_PROVIDED RECORDS:_
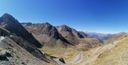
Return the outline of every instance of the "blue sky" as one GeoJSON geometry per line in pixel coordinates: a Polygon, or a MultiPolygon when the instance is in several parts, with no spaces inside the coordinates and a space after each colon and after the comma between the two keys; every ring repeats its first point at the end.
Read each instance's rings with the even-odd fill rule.
{"type": "Polygon", "coordinates": [[[128,0],[0,0],[0,15],[20,22],[66,24],[77,30],[128,32],[128,0]]]}

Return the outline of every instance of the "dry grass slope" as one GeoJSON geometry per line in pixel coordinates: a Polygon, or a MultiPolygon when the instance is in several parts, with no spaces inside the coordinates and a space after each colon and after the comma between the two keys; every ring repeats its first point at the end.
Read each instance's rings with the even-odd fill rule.
{"type": "Polygon", "coordinates": [[[100,54],[90,65],[128,65],[128,37],[119,40],[111,50],[100,54]]]}

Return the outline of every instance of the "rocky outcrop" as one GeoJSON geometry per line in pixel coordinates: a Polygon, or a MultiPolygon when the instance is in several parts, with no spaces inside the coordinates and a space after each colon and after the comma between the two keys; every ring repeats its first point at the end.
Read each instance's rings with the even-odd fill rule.
{"type": "Polygon", "coordinates": [[[0,36],[0,65],[48,65],[8,36],[0,36]]]}

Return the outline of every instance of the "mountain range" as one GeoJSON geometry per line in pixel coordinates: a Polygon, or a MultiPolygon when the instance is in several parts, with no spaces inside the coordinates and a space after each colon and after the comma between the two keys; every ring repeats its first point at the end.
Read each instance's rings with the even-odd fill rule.
{"type": "Polygon", "coordinates": [[[5,13],[0,17],[0,65],[96,65],[127,36],[87,33],[48,22],[20,23],[5,13]]]}
{"type": "MultiPolygon", "coordinates": [[[[21,23],[22,24],[22,23],[21,23]]],[[[77,31],[74,28],[71,28],[67,25],[53,26],[50,23],[40,23],[40,24],[22,24],[30,33],[32,33],[36,39],[38,39],[42,45],[48,47],[70,47],[77,46],[79,44],[86,44],[87,42],[83,39],[98,40],[94,44],[101,45],[101,37],[107,37],[107,35],[97,36],[91,35],[92,33],[84,33],[77,31]]],[[[107,40],[107,39],[105,39],[107,40]]],[[[92,43],[90,41],[90,43],[92,43]]],[[[86,44],[85,47],[88,47],[90,44],[86,44]]],[[[95,45],[93,45],[95,46],[95,45]]],[[[91,47],[91,46],[90,46],[91,47]]]]}

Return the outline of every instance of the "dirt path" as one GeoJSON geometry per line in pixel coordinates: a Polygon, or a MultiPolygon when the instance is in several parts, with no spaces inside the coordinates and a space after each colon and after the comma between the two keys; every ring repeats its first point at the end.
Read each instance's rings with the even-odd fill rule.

_TO DO:_
Exact output of each line above is wanted, without the pictures.

_EXERCISE SOLUTION:_
Return the outline of every instance of the "blue sky" as one GeoJSON geometry per line in pixel coordinates: a Polygon, or a MultiPolygon when the instance is in several parts, with no spaces inside the coordinates and a space after each colon and after the comma between the two keys; every ring repeats its first point at the end.
Read each instance's rings with the even-odd fill rule.
{"type": "Polygon", "coordinates": [[[128,0],[0,0],[0,15],[20,22],[66,24],[77,30],[128,32],[128,0]]]}

Return the outline of every instance of the "dry grass slope" as one GeoJSON geometry per line in pixel coordinates: a Polygon, or a MultiPolygon when the instance is in several parts, with no spaces inside the coordinates and a space after each colon and after the comma between the two keys; every ring repeats its first point at the end.
Read each instance's rings with the even-odd fill rule.
{"type": "Polygon", "coordinates": [[[100,54],[90,65],[128,65],[128,37],[119,40],[111,50],[100,54]]]}

Return the outline of every instance of the "rocky outcrop" as one GeoJSON geometry per line in pixel coordinates: a Polygon, or a MultiPolygon when the instance is in several parts, with no spaces inside the coordinates and a space after each colon and after the comma between the two keys; every ring repeats its first point at the end.
Read each instance's rings with the even-odd fill rule.
{"type": "Polygon", "coordinates": [[[0,36],[0,65],[48,65],[8,36],[0,36]]]}

Return the outline of every instance of the "mountain range" as one GeoJSON geometry per line in pixel coordinates: a Polygon, or a MultiPolygon when the instance is in several parts, with no spaces inside the coordinates and a space after each colon and after the comma between the two keys; every ring repeats its first point at the end.
Read each instance's rings with the even-odd fill rule.
{"type": "Polygon", "coordinates": [[[5,13],[0,17],[0,65],[96,65],[127,36],[87,33],[48,22],[20,23],[5,13]]]}
{"type": "MultiPolygon", "coordinates": [[[[21,23],[22,24],[22,23],[21,23]]],[[[77,31],[74,28],[71,28],[67,25],[53,26],[50,23],[40,23],[40,24],[22,24],[30,33],[32,33],[36,39],[38,39],[42,45],[48,47],[70,47],[77,46],[79,44],[86,44],[87,42],[83,39],[98,40],[94,44],[101,45],[101,37],[107,37],[107,35],[97,36],[91,35],[92,33],[84,33],[77,31]]],[[[107,40],[107,39],[105,39],[107,40]]],[[[92,43],[90,41],[90,43],[92,43]]],[[[86,44],[85,47],[88,47],[90,44],[86,44]]],[[[95,45],[93,45],[95,46],[95,45]]],[[[91,47],[91,46],[90,46],[91,47]]]]}

Return the outline of every instance of the "dirt path" as one GeoJSON geometry per line in pixel coordinates: a Polygon, or a MultiPolygon when the instance is in several parts, with no spaces inside the coordinates and a space after each colon and after the comma between the two keys; every ring repeats its first point at the end.
Read each instance's rings with the even-odd fill rule.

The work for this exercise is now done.